=== Begin Enclosure ===
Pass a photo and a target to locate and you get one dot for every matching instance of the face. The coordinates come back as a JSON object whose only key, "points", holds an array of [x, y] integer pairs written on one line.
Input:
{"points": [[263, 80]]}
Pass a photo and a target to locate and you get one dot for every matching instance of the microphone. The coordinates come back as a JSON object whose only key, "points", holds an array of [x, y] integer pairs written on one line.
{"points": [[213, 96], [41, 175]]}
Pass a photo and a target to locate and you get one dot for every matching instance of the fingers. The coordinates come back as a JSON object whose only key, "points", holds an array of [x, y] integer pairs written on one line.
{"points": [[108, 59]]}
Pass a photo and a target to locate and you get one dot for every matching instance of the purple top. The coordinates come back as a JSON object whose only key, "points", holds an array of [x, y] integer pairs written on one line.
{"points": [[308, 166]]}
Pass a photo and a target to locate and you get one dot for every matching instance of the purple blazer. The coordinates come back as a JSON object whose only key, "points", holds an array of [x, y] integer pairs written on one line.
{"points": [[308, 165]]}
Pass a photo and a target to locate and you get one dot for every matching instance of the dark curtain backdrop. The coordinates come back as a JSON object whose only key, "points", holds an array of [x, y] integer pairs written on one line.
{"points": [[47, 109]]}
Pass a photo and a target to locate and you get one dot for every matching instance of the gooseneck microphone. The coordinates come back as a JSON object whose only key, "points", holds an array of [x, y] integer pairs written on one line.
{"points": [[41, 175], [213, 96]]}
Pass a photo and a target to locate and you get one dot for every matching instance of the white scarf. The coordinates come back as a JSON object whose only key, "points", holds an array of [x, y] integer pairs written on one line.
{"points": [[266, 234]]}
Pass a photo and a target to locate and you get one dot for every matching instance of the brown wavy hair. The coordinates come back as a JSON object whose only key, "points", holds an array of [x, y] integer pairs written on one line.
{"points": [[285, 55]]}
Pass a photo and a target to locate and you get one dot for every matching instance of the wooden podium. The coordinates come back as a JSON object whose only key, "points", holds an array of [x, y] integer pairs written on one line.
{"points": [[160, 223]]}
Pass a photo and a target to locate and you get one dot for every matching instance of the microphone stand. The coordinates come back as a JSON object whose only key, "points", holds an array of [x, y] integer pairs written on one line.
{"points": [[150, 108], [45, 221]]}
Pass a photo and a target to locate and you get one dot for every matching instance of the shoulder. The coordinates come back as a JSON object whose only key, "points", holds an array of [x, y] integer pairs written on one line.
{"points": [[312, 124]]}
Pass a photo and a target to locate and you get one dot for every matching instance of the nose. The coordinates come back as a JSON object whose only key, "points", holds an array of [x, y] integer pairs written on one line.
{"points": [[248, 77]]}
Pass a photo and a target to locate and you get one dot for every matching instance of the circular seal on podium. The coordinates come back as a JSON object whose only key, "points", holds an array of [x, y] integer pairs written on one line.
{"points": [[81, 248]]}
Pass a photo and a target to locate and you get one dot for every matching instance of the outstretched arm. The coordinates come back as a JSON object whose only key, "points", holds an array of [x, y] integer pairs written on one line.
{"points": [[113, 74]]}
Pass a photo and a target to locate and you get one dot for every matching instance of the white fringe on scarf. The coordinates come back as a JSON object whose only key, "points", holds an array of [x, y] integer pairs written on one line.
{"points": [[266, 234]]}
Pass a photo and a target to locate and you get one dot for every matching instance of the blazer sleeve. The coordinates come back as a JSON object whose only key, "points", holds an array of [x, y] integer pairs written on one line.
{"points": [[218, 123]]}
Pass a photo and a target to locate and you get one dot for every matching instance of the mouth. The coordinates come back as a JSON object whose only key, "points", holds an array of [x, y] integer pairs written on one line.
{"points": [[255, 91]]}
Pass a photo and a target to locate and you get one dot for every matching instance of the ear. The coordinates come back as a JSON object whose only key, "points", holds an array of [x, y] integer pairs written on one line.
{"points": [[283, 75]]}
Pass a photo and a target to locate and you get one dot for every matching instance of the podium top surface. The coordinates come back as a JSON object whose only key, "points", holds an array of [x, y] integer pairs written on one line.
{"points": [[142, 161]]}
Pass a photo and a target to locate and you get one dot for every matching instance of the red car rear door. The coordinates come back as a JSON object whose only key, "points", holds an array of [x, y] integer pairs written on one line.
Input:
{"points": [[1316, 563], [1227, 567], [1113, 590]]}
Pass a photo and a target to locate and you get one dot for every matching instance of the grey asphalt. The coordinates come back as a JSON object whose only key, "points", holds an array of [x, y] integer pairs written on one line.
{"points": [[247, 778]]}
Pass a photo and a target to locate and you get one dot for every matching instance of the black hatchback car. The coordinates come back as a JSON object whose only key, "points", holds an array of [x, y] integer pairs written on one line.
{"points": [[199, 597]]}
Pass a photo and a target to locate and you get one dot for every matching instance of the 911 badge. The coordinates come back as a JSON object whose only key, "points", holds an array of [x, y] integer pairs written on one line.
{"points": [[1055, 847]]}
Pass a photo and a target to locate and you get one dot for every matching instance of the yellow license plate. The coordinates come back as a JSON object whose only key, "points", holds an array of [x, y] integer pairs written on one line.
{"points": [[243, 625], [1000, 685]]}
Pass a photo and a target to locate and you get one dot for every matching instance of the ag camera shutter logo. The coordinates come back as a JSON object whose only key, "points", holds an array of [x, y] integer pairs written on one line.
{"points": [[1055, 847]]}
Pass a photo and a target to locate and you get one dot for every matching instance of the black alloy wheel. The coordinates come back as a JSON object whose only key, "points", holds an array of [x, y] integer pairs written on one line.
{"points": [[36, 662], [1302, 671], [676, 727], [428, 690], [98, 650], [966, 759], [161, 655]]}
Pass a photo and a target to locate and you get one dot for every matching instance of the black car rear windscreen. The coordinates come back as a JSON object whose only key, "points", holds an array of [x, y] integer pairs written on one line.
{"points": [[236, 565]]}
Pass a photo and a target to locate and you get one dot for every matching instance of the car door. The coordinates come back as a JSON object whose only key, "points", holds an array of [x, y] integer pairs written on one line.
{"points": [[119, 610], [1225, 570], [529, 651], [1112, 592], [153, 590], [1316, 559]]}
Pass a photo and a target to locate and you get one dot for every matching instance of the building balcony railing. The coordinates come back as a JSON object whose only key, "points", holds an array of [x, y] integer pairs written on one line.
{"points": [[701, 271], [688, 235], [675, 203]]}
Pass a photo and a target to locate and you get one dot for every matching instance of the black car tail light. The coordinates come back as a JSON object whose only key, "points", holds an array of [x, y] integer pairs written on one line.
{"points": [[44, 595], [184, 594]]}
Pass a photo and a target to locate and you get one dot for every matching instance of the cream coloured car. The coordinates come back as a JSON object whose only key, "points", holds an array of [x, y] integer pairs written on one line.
=== End Enclosure ===
**Requirement:** Lines are to be repeated exactly from the one that contains "of the building" through the last line of the listing, with both ends kept and no others added.

**Answer for this exercise:**
Pass a photo and a target to locate and you get one dot for every matching instance of the building balcony railing. The coordinates come back as a JSON object whose only key, "points", holds an array of [x, y] integer pairs written on one line.
{"points": [[701, 271], [688, 235], [675, 203]]}
Pass a photo and a target to locate and you get one dot for every matching instance of the black car tail light. The coordinates come back as a JSON object whose only key, "points", holds an array of [x, y] integer pairs written on one line.
{"points": [[44, 595], [184, 594]]}
Pass a photo and a target to locate and you get one dot for every matching instance of the cream coloured car. The coordinates come back as a JSON object whose only key, "points", holds an array of [x, y] integer pairs written on one line.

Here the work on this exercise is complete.